EXERCISE:
Print only the lines running from the line with "Given the image" to the final line below, both included, exactly as written and without the pictures.

━━━━━━━━━━

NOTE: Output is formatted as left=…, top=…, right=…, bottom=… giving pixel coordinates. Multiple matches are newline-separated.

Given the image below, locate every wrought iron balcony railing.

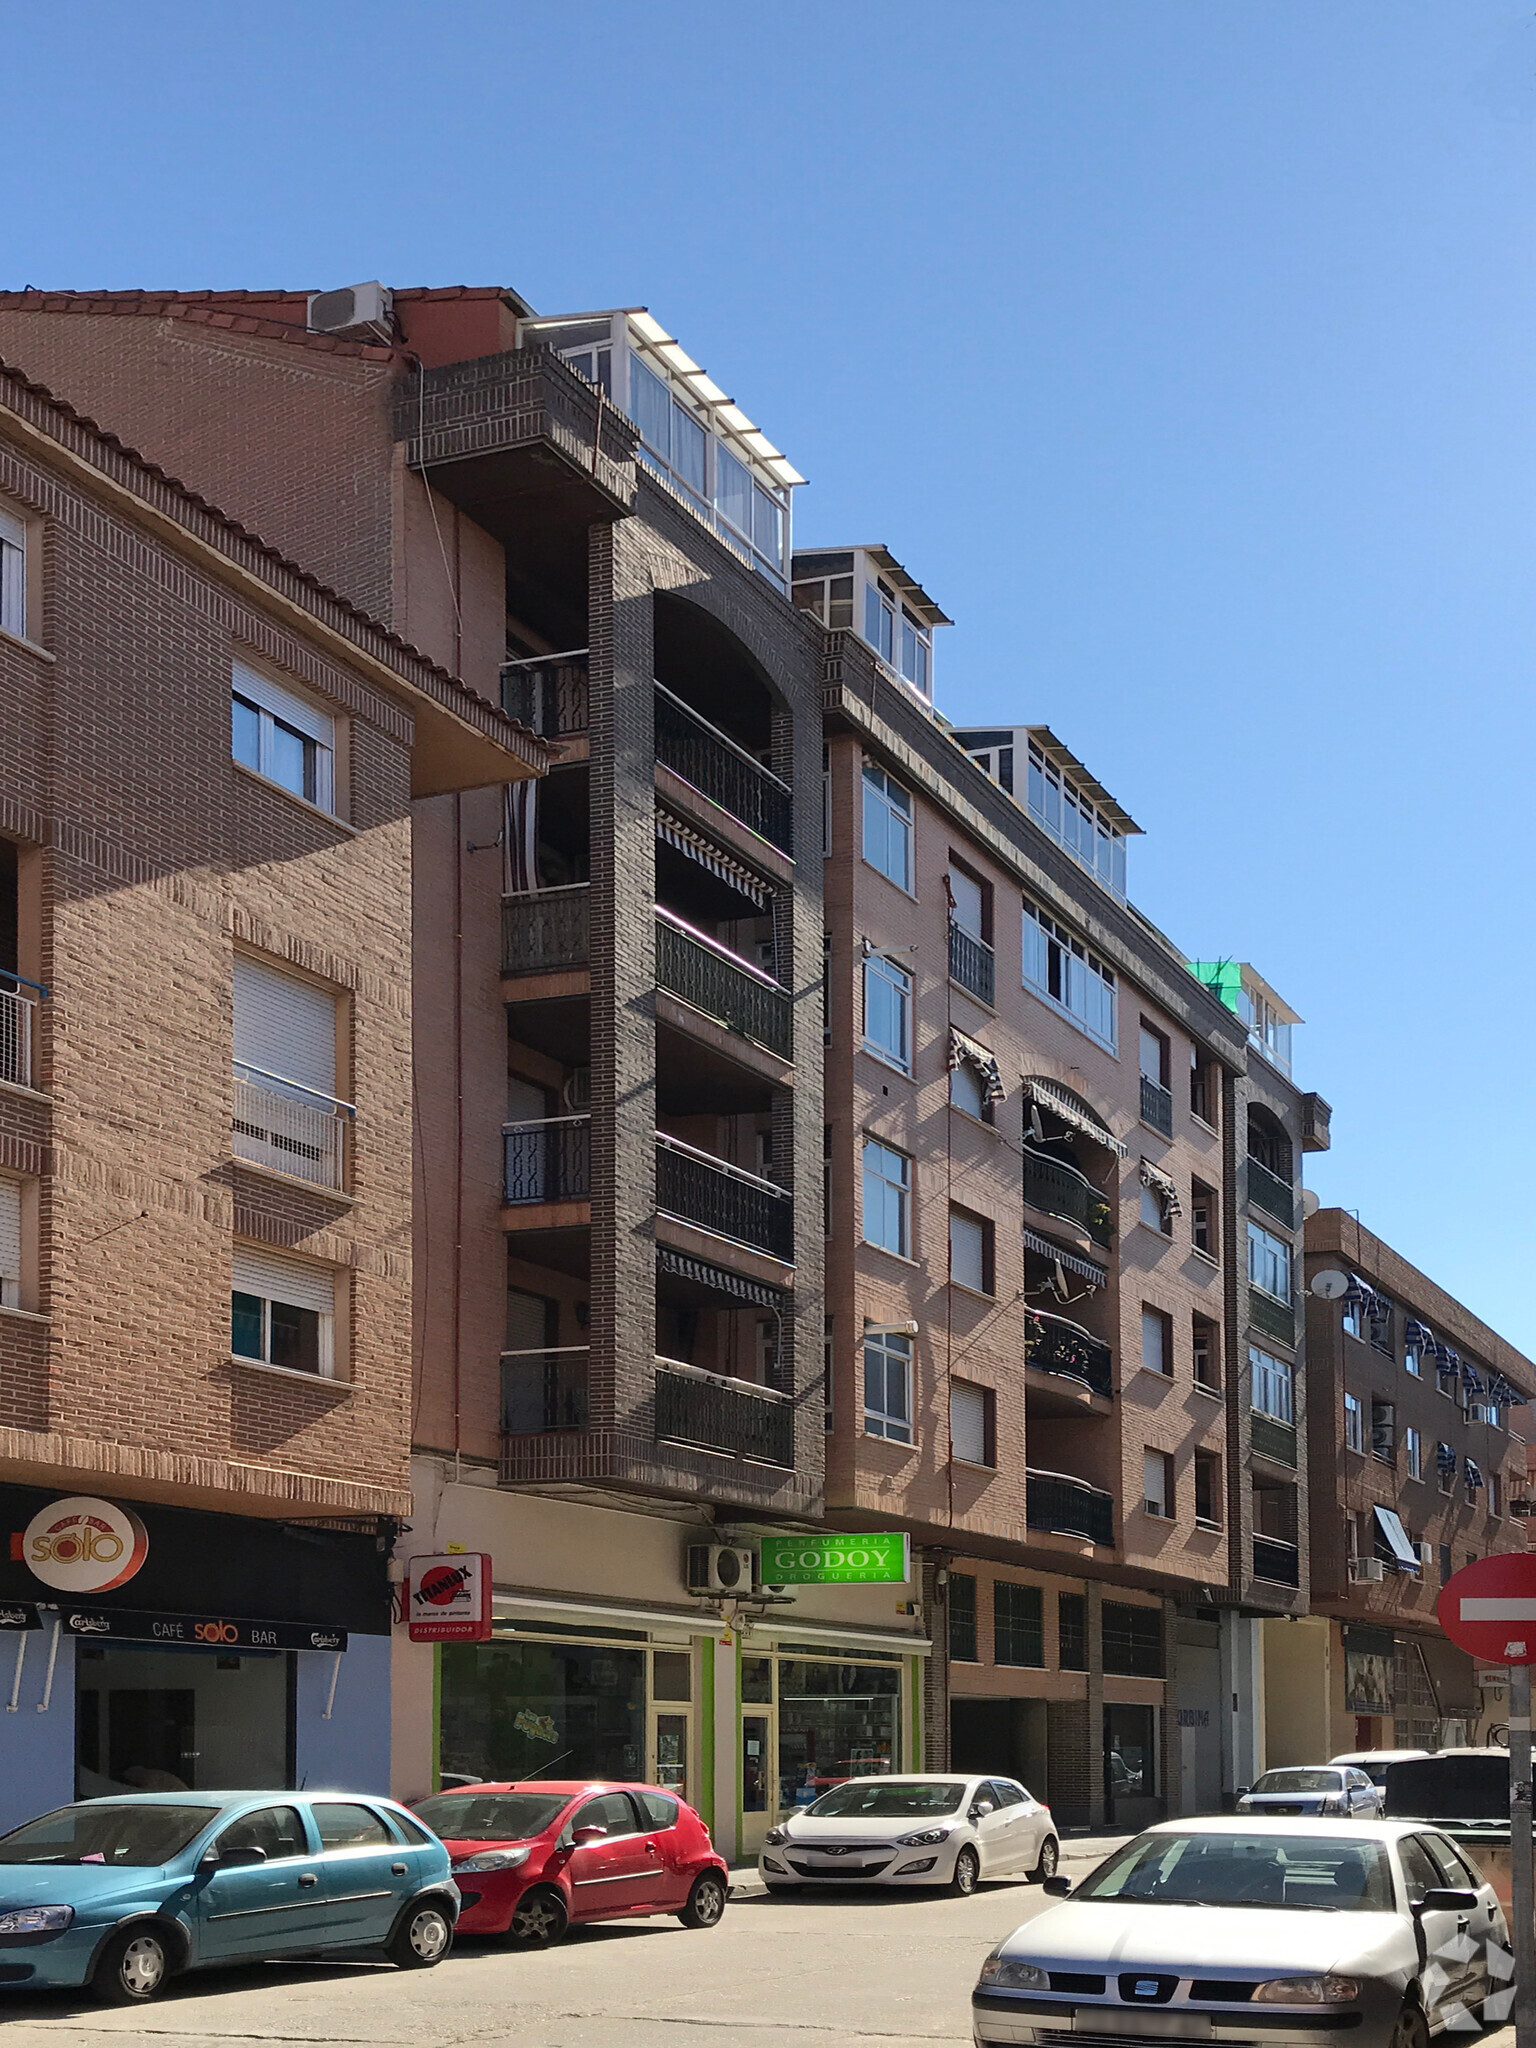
left=654, top=683, right=792, bottom=853
left=502, top=885, right=590, bottom=976
left=1026, top=1309, right=1114, bottom=1400
left=1026, top=1468, right=1115, bottom=1548
left=0, top=977, right=39, bottom=1090
left=501, top=1347, right=591, bottom=1433
left=1023, top=1146, right=1114, bottom=1249
left=501, top=649, right=590, bottom=738
left=232, top=1067, right=351, bottom=1189
left=1140, top=1073, right=1174, bottom=1136
left=656, top=909, right=791, bottom=1058
left=654, top=1358, right=794, bottom=1467
left=948, top=920, right=994, bottom=1005
left=1252, top=1534, right=1300, bottom=1587
left=656, top=1133, right=793, bottom=1260
left=503, top=1115, right=591, bottom=1205
left=1246, top=1156, right=1296, bottom=1228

━━━━━━━━━━

SOLUTION TO THE EXERCISE:
Given the image below, locate every wrought iron balcony railing.

left=654, top=683, right=792, bottom=853
left=502, top=885, right=590, bottom=976
left=1026, top=1309, right=1114, bottom=1400
left=1026, top=1468, right=1115, bottom=1548
left=0, top=977, right=39, bottom=1090
left=501, top=1347, right=591, bottom=1433
left=1023, top=1146, right=1114, bottom=1249
left=501, top=649, right=590, bottom=738
left=232, top=1067, right=351, bottom=1189
left=1140, top=1073, right=1174, bottom=1136
left=656, top=909, right=791, bottom=1058
left=654, top=1358, right=794, bottom=1467
left=948, top=920, right=994, bottom=1005
left=1252, top=1534, right=1300, bottom=1587
left=656, top=1133, right=793, bottom=1260
left=503, top=1115, right=591, bottom=1205
left=1246, top=1156, right=1296, bottom=1228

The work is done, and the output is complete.